# start of Extracted entries

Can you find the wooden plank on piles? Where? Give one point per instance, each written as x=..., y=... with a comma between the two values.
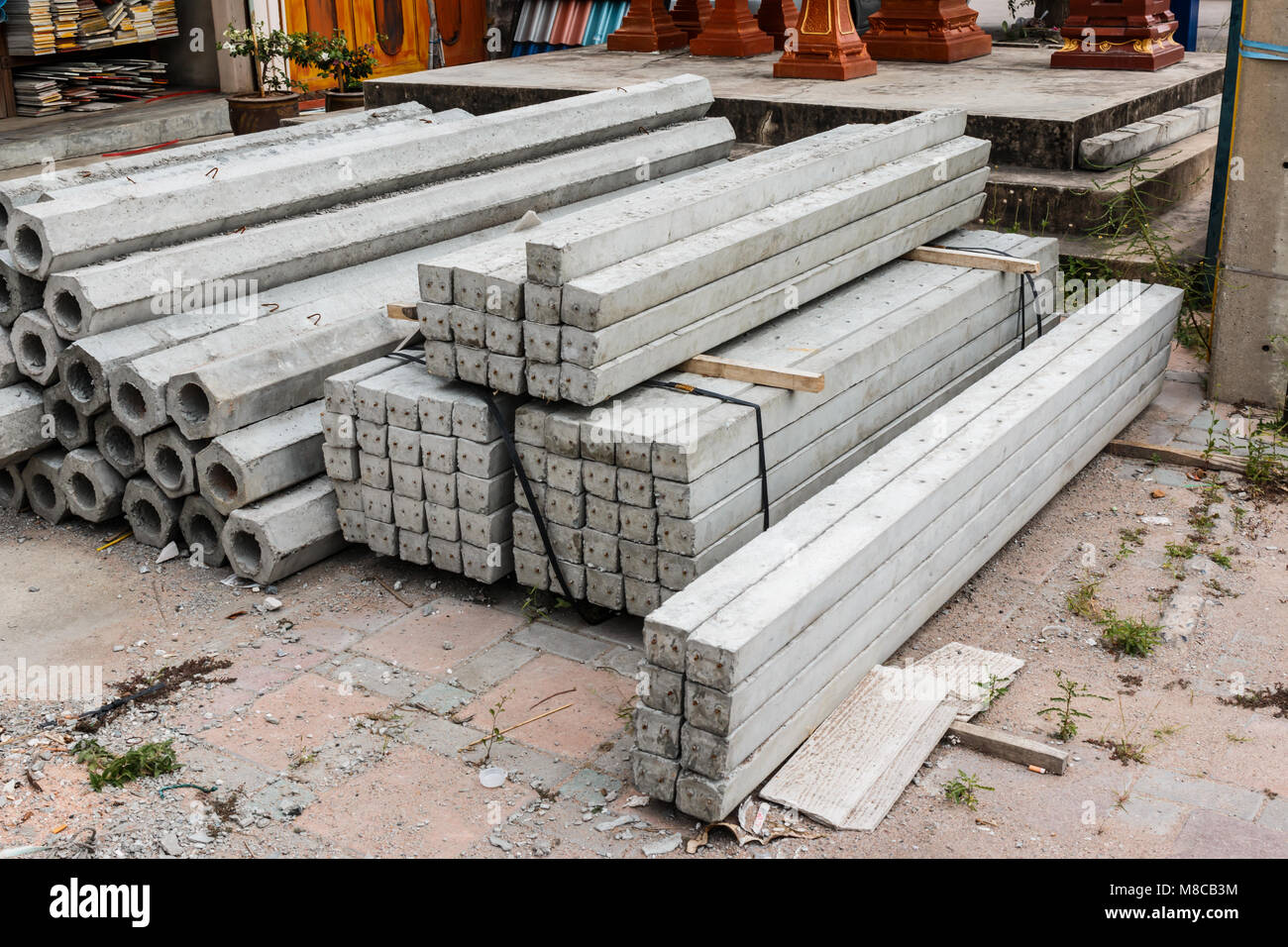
x=735, y=369
x=1009, y=746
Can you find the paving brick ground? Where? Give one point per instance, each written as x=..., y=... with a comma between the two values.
x=346, y=731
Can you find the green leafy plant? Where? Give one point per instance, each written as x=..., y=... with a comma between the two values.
x=1082, y=599
x=269, y=52
x=1129, y=635
x=108, y=770
x=347, y=64
x=1061, y=705
x=1128, y=224
x=961, y=789
x=494, y=735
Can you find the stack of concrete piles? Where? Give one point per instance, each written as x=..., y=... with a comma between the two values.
x=201, y=415
x=420, y=468
x=644, y=495
x=752, y=656
x=585, y=308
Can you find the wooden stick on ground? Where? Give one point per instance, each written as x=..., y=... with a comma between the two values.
x=531, y=719
x=1176, y=455
x=1008, y=746
x=712, y=367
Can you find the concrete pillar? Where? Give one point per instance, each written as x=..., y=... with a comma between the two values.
x=13, y=493
x=42, y=478
x=1249, y=333
x=153, y=515
x=37, y=347
x=261, y=459
x=201, y=526
x=283, y=534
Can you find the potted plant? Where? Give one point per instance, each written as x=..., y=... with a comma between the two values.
x=278, y=97
x=346, y=65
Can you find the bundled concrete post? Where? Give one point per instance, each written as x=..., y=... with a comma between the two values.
x=202, y=526
x=71, y=427
x=261, y=459
x=22, y=408
x=269, y=183
x=91, y=487
x=9, y=373
x=283, y=534
x=101, y=176
x=43, y=480
x=13, y=492
x=120, y=446
x=18, y=291
x=153, y=515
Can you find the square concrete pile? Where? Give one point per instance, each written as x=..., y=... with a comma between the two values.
x=420, y=468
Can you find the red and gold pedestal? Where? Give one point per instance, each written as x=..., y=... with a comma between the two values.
x=691, y=16
x=776, y=17
x=827, y=46
x=1119, y=35
x=647, y=27
x=732, y=31
x=926, y=30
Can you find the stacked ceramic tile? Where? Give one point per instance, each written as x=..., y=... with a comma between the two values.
x=420, y=468
x=755, y=654
x=643, y=495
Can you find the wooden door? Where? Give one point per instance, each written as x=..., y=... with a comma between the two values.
x=397, y=29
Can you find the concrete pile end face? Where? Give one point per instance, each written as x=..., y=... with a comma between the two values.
x=153, y=515
x=43, y=482
x=283, y=534
x=201, y=526
x=91, y=487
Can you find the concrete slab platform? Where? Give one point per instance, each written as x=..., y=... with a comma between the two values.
x=1034, y=115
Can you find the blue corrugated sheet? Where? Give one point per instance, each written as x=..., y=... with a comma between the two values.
x=532, y=31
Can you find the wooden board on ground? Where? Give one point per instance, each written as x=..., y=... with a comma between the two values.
x=854, y=767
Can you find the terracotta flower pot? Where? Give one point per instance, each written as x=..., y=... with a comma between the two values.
x=338, y=101
x=248, y=114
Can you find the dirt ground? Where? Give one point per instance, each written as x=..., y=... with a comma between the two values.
x=342, y=731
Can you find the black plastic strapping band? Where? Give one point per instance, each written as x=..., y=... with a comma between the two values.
x=584, y=609
x=760, y=432
x=1024, y=277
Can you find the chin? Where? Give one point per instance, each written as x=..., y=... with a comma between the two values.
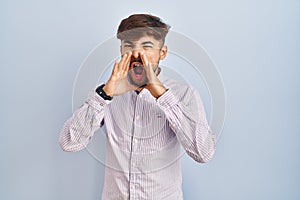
x=138, y=83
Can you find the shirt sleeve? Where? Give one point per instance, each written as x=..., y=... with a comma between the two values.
x=186, y=116
x=78, y=130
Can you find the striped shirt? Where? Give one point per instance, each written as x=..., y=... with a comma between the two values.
x=144, y=136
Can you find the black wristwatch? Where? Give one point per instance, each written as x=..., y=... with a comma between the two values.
x=101, y=92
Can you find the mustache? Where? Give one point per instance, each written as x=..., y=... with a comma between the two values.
x=138, y=59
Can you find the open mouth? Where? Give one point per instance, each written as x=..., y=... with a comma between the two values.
x=138, y=69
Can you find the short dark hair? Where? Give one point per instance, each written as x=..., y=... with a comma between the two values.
x=139, y=25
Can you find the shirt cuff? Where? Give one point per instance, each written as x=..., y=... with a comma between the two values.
x=96, y=101
x=167, y=100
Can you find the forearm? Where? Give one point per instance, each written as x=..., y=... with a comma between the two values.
x=188, y=121
x=78, y=130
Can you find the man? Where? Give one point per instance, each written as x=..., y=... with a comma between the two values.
x=147, y=118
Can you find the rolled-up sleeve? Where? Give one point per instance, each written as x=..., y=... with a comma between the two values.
x=186, y=115
x=78, y=130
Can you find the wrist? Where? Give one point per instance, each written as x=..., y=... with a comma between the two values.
x=102, y=93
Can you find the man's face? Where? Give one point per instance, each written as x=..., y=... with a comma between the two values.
x=154, y=51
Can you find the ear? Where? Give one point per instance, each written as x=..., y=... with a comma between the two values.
x=163, y=52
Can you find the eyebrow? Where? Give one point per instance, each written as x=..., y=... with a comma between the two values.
x=147, y=42
x=126, y=41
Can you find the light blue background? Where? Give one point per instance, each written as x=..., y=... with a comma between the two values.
x=255, y=45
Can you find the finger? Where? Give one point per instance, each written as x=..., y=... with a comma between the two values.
x=124, y=57
x=116, y=65
x=127, y=64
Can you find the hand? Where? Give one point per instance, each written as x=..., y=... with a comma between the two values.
x=154, y=85
x=118, y=82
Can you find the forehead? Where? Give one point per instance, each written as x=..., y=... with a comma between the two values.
x=142, y=40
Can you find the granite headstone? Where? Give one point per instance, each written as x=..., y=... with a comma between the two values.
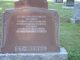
x=70, y=3
x=31, y=30
x=76, y=15
x=32, y=3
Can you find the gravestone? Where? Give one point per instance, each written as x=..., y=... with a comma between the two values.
x=76, y=15
x=31, y=3
x=31, y=30
x=31, y=33
x=70, y=3
x=59, y=1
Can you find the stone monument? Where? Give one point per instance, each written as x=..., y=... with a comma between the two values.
x=76, y=15
x=32, y=3
x=70, y=3
x=31, y=33
x=59, y=1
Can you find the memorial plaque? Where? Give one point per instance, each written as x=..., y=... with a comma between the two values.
x=30, y=30
x=31, y=3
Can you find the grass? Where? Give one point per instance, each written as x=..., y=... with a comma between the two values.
x=69, y=33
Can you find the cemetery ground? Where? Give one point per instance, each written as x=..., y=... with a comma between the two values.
x=69, y=33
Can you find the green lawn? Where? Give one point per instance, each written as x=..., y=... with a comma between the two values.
x=69, y=33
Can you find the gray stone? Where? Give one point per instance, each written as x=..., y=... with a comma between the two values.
x=70, y=3
x=59, y=1
x=62, y=55
x=76, y=16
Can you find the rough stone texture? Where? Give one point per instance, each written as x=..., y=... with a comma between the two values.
x=76, y=16
x=70, y=3
x=62, y=55
x=31, y=3
x=16, y=41
x=59, y=1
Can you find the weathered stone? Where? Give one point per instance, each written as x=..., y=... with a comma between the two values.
x=31, y=3
x=70, y=3
x=22, y=35
x=76, y=16
x=59, y=1
x=62, y=55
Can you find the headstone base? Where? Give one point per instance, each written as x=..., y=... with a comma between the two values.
x=62, y=55
x=75, y=20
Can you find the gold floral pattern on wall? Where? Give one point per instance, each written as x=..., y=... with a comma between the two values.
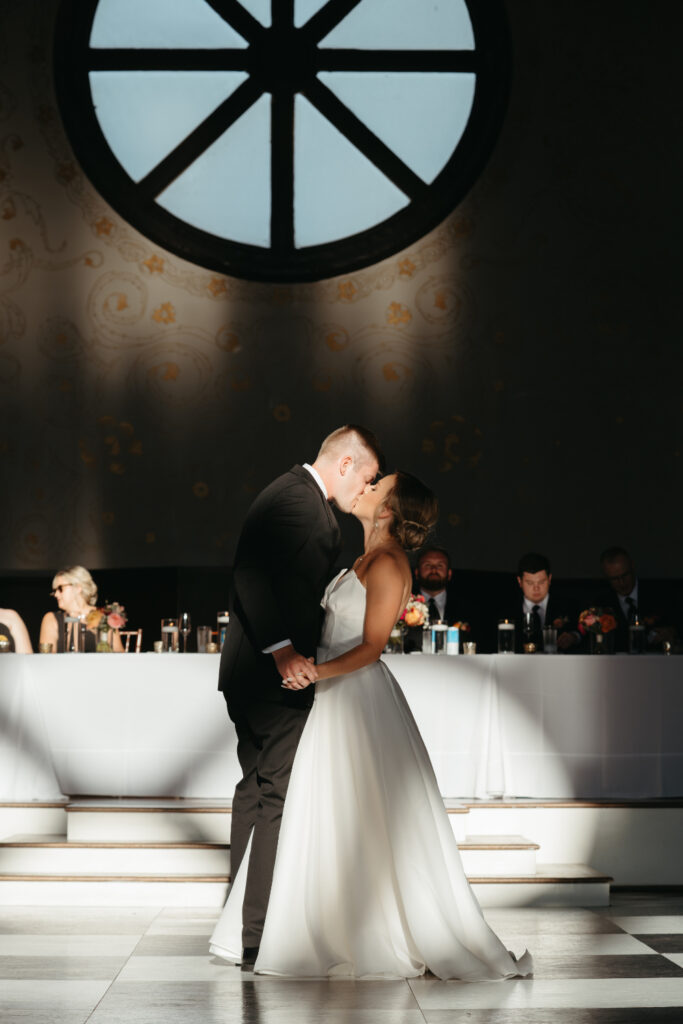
x=144, y=400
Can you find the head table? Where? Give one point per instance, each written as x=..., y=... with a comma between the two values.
x=539, y=726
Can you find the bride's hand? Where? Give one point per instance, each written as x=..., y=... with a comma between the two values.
x=298, y=673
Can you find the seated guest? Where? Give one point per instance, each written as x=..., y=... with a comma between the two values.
x=13, y=631
x=76, y=593
x=433, y=576
x=633, y=600
x=535, y=578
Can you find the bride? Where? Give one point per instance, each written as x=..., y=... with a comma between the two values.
x=368, y=880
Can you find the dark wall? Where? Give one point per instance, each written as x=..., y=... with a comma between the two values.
x=524, y=357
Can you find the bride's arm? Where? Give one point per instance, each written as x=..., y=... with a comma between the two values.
x=387, y=589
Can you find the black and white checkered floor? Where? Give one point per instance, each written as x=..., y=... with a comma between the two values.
x=616, y=965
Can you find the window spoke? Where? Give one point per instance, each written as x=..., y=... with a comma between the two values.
x=239, y=17
x=397, y=60
x=328, y=17
x=365, y=140
x=199, y=140
x=282, y=172
x=167, y=59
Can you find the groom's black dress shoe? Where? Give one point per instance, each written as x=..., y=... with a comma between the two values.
x=249, y=955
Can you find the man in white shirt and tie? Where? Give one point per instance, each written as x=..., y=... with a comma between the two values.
x=634, y=601
x=535, y=578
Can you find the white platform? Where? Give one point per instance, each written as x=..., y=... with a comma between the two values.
x=542, y=726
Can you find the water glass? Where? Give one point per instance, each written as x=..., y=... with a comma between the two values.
x=549, y=640
x=427, y=641
x=637, y=639
x=74, y=635
x=203, y=638
x=439, y=638
x=169, y=635
x=506, y=637
x=222, y=620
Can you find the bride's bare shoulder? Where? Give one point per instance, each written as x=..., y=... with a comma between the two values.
x=386, y=565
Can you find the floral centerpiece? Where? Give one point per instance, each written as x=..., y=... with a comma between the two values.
x=415, y=612
x=598, y=624
x=111, y=616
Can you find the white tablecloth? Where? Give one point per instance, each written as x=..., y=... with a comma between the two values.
x=539, y=726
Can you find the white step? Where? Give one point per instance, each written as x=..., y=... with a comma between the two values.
x=105, y=891
x=496, y=855
x=150, y=820
x=553, y=885
x=48, y=817
x=56, y=855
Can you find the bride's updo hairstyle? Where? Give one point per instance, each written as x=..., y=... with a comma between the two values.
x=415, y=511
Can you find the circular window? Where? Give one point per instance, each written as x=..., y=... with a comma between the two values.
x=282, y=139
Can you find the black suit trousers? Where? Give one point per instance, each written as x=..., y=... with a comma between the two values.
x=267, y=737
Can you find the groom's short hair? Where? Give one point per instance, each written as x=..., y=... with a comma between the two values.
x=358, y=441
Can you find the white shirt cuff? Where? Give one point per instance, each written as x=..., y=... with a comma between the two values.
x=275, y=646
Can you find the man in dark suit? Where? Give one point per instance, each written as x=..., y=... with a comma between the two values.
x=634, y=600
x=285, y=557
x=433, y=579
x=537, y=599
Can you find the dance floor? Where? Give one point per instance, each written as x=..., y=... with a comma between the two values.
x=616, y=965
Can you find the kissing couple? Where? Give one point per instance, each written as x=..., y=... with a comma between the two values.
x=356, y=873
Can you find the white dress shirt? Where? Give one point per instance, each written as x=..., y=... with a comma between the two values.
x=439, y=599
x=542, y=605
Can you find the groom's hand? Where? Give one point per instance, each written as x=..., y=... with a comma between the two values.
x=297, y=671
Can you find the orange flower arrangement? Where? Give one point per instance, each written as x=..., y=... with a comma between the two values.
x=597, y=621
x=415, y=612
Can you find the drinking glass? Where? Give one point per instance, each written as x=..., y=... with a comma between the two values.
x=222, y=620
x=185, y=626
x=506, y=637
x=637, y=639
x=203, y=638
x=169, y=634
x=74, y=635
x=439, y=637
x=549, y=640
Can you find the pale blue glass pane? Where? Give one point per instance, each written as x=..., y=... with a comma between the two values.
x=161, y=24
x=420, y=117
x=417, y=25
x=226, y=190
x=337, y=192
x=145, y=114
x=260, y=9
x=304, y=9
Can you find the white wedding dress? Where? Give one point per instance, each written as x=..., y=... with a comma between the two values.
x=368, y=880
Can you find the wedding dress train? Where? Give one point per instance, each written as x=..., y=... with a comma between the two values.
x=368, y=880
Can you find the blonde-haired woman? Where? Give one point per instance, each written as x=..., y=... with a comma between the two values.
x=76, y=593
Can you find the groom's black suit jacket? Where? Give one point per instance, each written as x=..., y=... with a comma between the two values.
x=286, y=553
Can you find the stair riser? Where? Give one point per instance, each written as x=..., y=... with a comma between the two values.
x=547, y=894
x=499, y=861
x=34, y=820
x=161, y=894
x=214, y=894
x=137, y=826
x=60, y=860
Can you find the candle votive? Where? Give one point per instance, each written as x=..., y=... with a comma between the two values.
x=506, y=637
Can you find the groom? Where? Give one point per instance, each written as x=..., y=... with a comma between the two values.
x=287, y=550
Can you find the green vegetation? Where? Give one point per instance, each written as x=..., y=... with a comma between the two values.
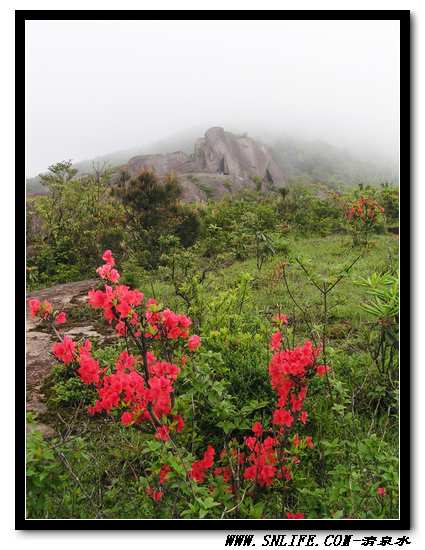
x=231, y=265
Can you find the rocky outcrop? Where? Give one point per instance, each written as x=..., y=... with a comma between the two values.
x=221, y=162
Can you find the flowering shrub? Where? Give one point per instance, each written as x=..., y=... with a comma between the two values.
x=139, y=389
x=363, y=215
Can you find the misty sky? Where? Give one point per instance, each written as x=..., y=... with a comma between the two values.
x=95, y=87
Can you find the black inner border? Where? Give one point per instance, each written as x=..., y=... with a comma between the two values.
x=404, y=521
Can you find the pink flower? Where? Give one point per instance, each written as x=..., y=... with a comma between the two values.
x=194, y=342
x=162, y=433
x=309, y=441
x=297, y=515
x=280, y=319
x=257, y=428
x=303, y=417
x=282, y=417
x=60, y=318
x=321, y=370
x=64, y=351
x=34, y=306
x=126, y=418
x=180, y=423
x=276, y=341
x=108, y=258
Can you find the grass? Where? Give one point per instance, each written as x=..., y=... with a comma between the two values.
x=355, y=426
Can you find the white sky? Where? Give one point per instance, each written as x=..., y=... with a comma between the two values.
x=94, y=87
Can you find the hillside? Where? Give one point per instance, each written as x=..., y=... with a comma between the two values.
x=309, y=160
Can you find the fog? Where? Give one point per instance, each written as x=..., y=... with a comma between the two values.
x=95, y=87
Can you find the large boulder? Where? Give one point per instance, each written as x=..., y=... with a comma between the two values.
x=241, y=156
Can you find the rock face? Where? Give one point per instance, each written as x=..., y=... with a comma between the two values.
x=221, y=162
x=39, y=342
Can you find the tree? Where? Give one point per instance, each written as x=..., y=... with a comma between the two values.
x=154, y=211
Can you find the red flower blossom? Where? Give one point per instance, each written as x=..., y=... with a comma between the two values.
x=296, y=515
x=163, y=473
x=162, y=433
x=60, y=318
x=321, y=370
x=194, y=342
x=64, y=350
x=257, y=428
x=304, y=417
x=127, y=419
x=283, y=417
x=34, y=306
x=276, y=341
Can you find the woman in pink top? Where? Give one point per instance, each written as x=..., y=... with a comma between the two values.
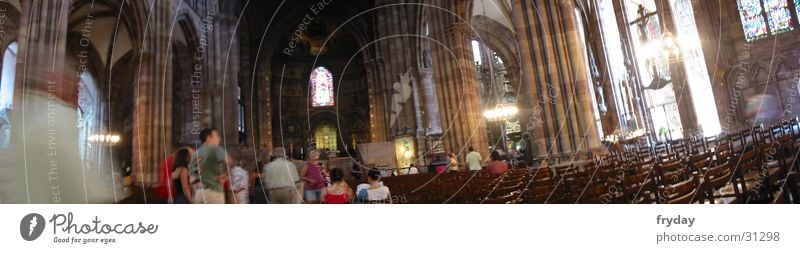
x=498, y=165
x=313, y=174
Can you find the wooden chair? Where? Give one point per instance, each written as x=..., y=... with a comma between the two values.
x=718, y=186
x=685, y=192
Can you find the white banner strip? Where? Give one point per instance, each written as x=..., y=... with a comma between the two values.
x=398, y=228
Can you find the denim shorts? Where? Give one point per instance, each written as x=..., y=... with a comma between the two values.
x=313, y=195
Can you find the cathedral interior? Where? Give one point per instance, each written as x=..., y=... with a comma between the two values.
x=94, y=95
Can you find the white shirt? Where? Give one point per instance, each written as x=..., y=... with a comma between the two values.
x=474, y=160
x=239, y=184
x=280, y=173
x=377, y=194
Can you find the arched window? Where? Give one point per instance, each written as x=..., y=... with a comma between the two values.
x=778, y=16
x=321, y=87
x=7, y=92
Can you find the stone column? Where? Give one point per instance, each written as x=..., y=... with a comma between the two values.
x=151, y=134
x=46, y=166
x=430, y=107
x=579, y=61
x=457, y=85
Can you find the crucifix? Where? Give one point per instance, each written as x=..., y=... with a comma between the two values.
x=645, y=19
x=642, y=21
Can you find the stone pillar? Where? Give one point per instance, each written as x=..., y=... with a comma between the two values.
x=578, y=55
x=46, y=166
x=680, y=84
x=151, y=123
x=429, y=104
x=458, y=89
x=555, y=78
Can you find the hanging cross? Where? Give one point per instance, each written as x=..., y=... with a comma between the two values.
x=642, y=21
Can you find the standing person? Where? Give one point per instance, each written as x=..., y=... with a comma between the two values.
x=240, y=183
x=258, y=193
x=280, y=179
x=313, y=174
x=498, y=165
x=209, y=163
x=180, y=177
x=474, y=159
x=452, y=165
x=165, y=190
x=356, y=170
x=339, y=191
x=373, y=192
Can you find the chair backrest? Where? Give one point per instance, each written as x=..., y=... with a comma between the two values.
x=685, y=192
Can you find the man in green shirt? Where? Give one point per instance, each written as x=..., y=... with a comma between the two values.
x=209, y=164
x=473, y=159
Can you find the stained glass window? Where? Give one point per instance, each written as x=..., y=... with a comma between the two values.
x=780, y=19
x=797, y=7
x=752, y=19
x=321, y=87
x=695, y=65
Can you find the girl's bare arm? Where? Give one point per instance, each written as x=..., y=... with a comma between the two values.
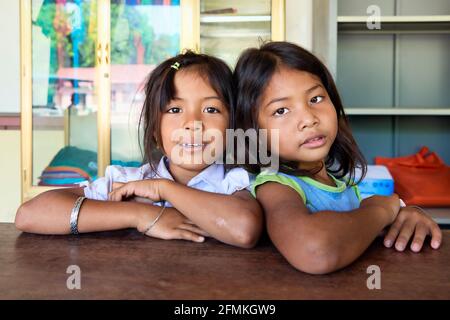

# end of Extracted entries

■ **What is required**
Reproduce the lines from the first one through the line containing "x=346, y=65", with the requests included and the pictures left out. Shift every x and y coordinate in the answers by -125, and leave the requests unchanged.

■ **Task answer**
Can you find the wooden plank on piles? Where? Give one point per instance, each written as x=..., y=... with a comma between the two values.
x=610, y=244
x=884, y=621
Can you find the paving brick ground? Where? Give one point per instance, each written as x=..., y=... with a comma between the two values.
x=221, y=606
Can you find the green leafy plant? Where? Give one point per instance, each written as x=..., y=... with a comma between the two values.
x=957, y=474
x=144, y=-73
x=1004, y=510
x=-17, y=645
x=222, y=-61
x=936, y=580
x=1003, y=99
x=836, y=664
x=369, y=610
Can you find the stack of concrete piles? Where? Give one point per instance, each written as x=..., y=... with a comma between the two values.
x=76, y=290
x=295, y=343
x=519, y=370
x=627, y=531
x=460, y=183
Can you find the wooden stick on ground? Where? Give one point per instance, each written as x=..., y=... with a comma between the two values.
x=406, y=594
x=1051, y=330
x=883, y=621
x=587, y=242
Can you find the concrete pillar? Where? Give one point per instance, each written as x=..., y=... with a comma between the two values.
x=-112, y=368
x=-83, y=353
x=1124, y=208
x=28, y=390
x=-88, y=222
x=136, y=334
x=76, y=401
x=158, y=409
Can you find the potted plant? Where? Give one point per instance, each written as x=..., y=... with a comma between the two values.
x=153, y=-28
x=221, y=-60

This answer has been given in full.